#### Görev gereksinimleri
"trace yellow text on red sign, every instance" ifadesini içeren satırdan kayıtların sonuna kadar olan satırları, iki uç da dahil, Sıra ve Satır sütunlarından oluşan bir Markdown tablosuna dönüştürünüz. Boş satırları ve resimleri tabloya almayınız.

#### Veri kümesi alıntıları
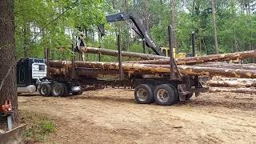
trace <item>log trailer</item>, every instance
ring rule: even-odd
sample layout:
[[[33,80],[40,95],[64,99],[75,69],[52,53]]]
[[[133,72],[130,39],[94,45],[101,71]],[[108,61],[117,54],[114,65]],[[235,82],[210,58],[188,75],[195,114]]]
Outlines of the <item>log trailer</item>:
[[[172,30],[169,26],[170,50],[173,50]],[[50,50],[46,51],[47,83],[42,83],[39,93],[42,96],[64,96],[72,93],[78,94],[82,89],[94,86],[130,86],[134,89],[138,103],[149,104],[156,102],[162,106],[170,106],[179,101],[190,99],[193,94],[198,96],[206,90],[198,76],[182,75],[170,50],[169,72],[162,72],[159,66],[149,69],[135,63],[123,63],[120,36],[118,35],[118,63],[100,62],[50,61]],[[114,76],[117,78],[113,78]],[[106,79],[106,78],[108,78]]]

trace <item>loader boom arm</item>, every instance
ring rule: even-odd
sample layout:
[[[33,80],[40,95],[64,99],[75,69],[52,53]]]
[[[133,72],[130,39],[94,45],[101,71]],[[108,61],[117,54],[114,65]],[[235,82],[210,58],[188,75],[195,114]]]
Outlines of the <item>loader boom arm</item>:
[[[138,17],[131,13],[118,13],[114,14],[110,14],[106,16],[106,21],[108,22],[118,22],[118,21],[126,21],[130,19],[135,27],[133,27],[133,30],[142,38],[144,39],[146,45],[148,47],[150,47],[152,50],[157,54],[157,55],[162,55],[164,56],[163,53],[162,52],[160,47],[157,46],[154,41],[150,38],[149,34],[146,32],[146,30],[145,29],[142,22],[138,18]],[[101,30],[102,31],[102,30]]]

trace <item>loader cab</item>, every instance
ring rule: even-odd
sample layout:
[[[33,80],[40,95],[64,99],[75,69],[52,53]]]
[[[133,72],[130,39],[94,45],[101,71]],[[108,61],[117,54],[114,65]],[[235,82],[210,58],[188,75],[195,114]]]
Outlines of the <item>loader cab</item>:
[[[31,92],[37,88],[37,80],[46,77],[45,59],[22,58],[17,63],[18,92]]]

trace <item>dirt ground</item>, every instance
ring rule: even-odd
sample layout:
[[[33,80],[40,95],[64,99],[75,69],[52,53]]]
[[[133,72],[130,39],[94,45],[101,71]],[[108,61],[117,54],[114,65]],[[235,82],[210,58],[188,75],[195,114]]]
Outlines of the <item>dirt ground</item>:
[[[19,96],[19,109],[50,115],[57,143],[256,143],[256,97],[202,94],[170,106],[140,105],[132,90],[66,98]]]

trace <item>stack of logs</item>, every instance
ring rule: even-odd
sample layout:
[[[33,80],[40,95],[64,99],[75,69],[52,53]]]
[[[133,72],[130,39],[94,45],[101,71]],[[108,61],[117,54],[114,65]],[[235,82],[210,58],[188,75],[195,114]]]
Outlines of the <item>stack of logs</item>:
[[[81,50],[83,53],[101,54],[118,57],[118,50],[108,49],[98,49],[86,47]],[[122,52],[122,57],[139,58],[140,61],[129,61],[122,62],[122,70],[125,74],[170,74],[170,58],[134,53]],[[182,75],[190,76],[206,76],[218,77],[208,82],[208,85],[214,86],[210,88],[211,91],[233,91],[254,93],[256,80],[255,64],[230,64],[226,62],[230,60],[243,60],[256,58],[256,50],[242,51],[237,53],[213,54],[201,57],[191,57],[177,58],[175,62],[179,72]],[[50,61],[49,63],[50,72],[52,74],[69,74],[72,67],[70,61]],[[76,72],[80,75],[98,76],[100,74],[118,74],[118,62],[81,62],[75,61],[74,66],[79,70]],[[235,79],[236,78],[236,79]],[[242,79],[241,79],[242,78]],[[250,78],[250,79],[244,79]],[[222,88],[219,87],[234,87]],[[216,88],[218,87],[218,88]]]

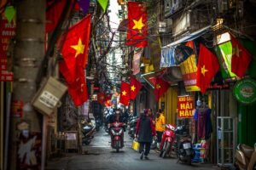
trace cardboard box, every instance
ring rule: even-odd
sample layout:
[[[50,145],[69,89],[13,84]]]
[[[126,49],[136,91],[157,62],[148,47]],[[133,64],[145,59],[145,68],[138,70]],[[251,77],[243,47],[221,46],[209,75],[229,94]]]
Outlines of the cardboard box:
[[[46,83],[38,91],[32,103],[42,114],[49,116],[57,106],[67,88],[63,83],[50,76]]]

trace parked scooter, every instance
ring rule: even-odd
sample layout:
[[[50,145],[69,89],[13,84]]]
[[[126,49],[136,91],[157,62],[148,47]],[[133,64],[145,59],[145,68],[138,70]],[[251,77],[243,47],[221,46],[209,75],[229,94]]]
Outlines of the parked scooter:
[[[137,116],[131,116],[128,120],[127,131],[129,136],[132,139],[134,139],[137,119]]]
[[[166,125],[166,130],[162,135],[162,140],[160,144],[160,156],[165,158],[166,156],[171,156],[172,147],[175,139],[175,127],[172,124]]]
[[[191,165],[191,159],[195,156],[195,150],[192,147],[191,136],[186,133],[184,126],[177,127],[175,129],[177,139],[177,156],[178,161]]]
[[[100,117],[96,117],[95,121],[95,125],[96,125],[96,130],[98,132],[100,130],[100,128],[102,126],[102,120]]]
[[[124,130],[125,124],[123,122],[113,122],[109,124],[111,134],[111,147],[117,152],[124,147]]]
[[[108,134],[110,133],[108,122],[110,121],[111,116],[113,116],[113,110],[109,110],[108,112],[104,113],[104,116],[105,116],[104,130]]]
[[[236,146],[235,164],[239,169],[255,170],[256,169],[256,143],[254,148],[243,144]]]
[[[95,126],[91,122],[85,123],[82,126],[82,144],[88,145],[94,138]]]

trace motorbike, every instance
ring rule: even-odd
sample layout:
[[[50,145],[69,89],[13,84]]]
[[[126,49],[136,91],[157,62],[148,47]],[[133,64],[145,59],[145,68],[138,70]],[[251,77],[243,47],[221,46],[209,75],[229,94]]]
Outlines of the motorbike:
[[[111,147],[117,152],[124,147],[124,131],[125,124],[123,122],[113,122],[109,124],[111,134]]]
[[[162,135],[162,140],[160,144],[160,156],[165,158],[166,156],[171,156],[172,147],[175,139],[175,127],[172,124],[166,125],[166,131]]]
[[[113,115],[113,112],[111,110],[109,110],[108,112],[104,113],[104,116],[105,116],[104,130],[108,134],[110,133],[108,122]]]
[[[195,156],[192,147],[191,136],[186,132],[185,127],[177,127],[175,129],[177,162],[182,162],[191,165],[191,159]]]
[[[91,123],[85,124],[82,127],[82,144],[88,145],[94,138],[95,126]]]
[[[254,148],[243,144],[236,146],[235,155],[235,164],[239,169],[255,170],[256,169],[256,143]]]
[[[136,126],[137,122],[137,116],[131,116],[128,120],[128,126],[127,126],[127,131],[128,134],[131,138],[134,139],[135,132],[136,132]]]
[[[102,120],[99,117],[97,117],[96,119],[95,123],[96,123],[96,130],[98,132],[100,130],[101,126],[102,126]]]

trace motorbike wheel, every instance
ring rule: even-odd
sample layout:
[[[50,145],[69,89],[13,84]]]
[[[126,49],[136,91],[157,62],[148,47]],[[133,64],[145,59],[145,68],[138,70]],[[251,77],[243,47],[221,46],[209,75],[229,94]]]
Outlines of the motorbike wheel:
[[[167,144],[165,144],[165,149],[164,149],[164,151],[163,151],[163,154],[162,154],[162,158],[166,157],[167,154],[169,154],[169,152],[170,152],[170,150],[171,150],[171,143],[167,142]]]

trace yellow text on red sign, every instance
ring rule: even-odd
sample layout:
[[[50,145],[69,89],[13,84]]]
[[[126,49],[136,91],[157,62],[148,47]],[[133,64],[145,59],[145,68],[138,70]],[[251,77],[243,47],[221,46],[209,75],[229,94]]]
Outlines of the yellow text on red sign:
[[[193,116],[194,97],[177,96],[177,116],[189,118]]]

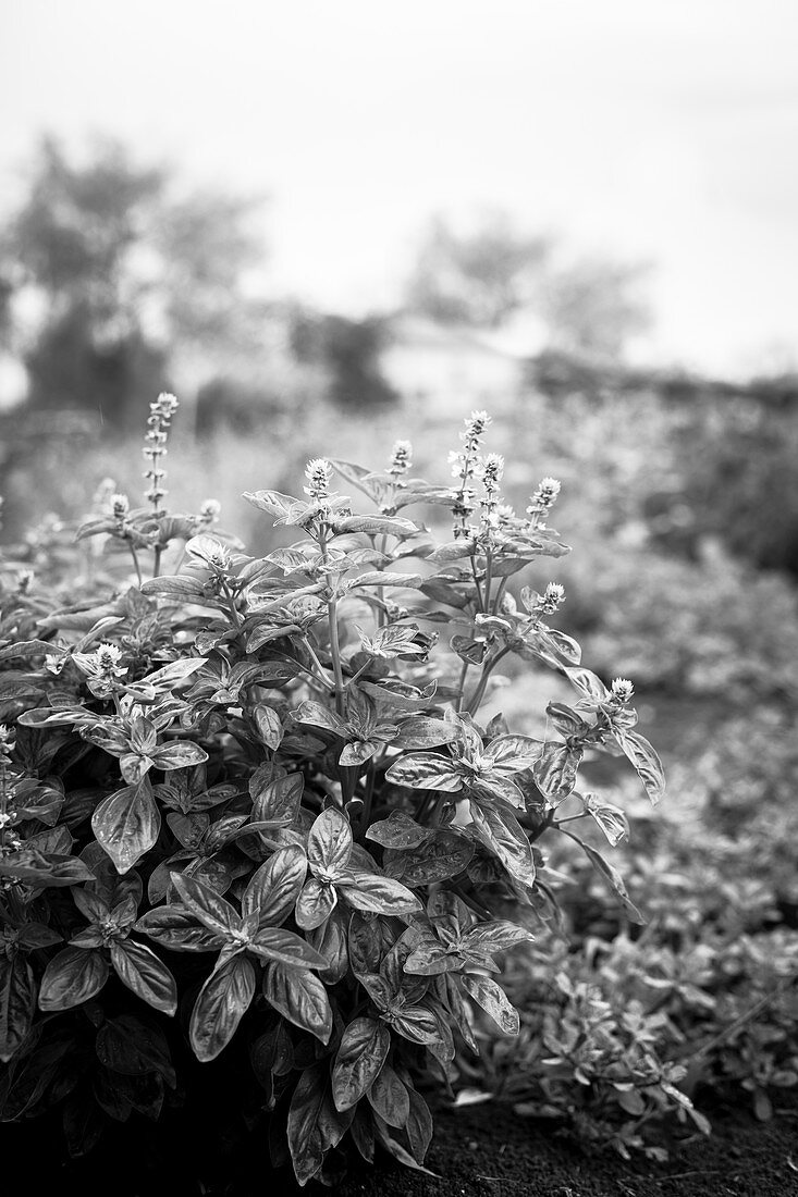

#### Alıştırma sonucu
| Sıra | Satır |
|---|---|
| 1 | trace yellow text on red sign, every instance |
| 2 | ring rule: even-odd |
| 3 | sample layout: |
| 4 | [[[50,145],[69,89],[13,84]]] |
| 5 | [[[126,49],[136,91],[157,62],[148,47]],[[133,64],[145,59],[145,68],[138,70]],[[251,77],[243,47],[221,46],[209,75],[229,94]]] |
| 6 | Outlines of the yellow text on red sign: |
| 7 | [[[193,116],[194,97],[177,96],[177,116],[189,118]]] |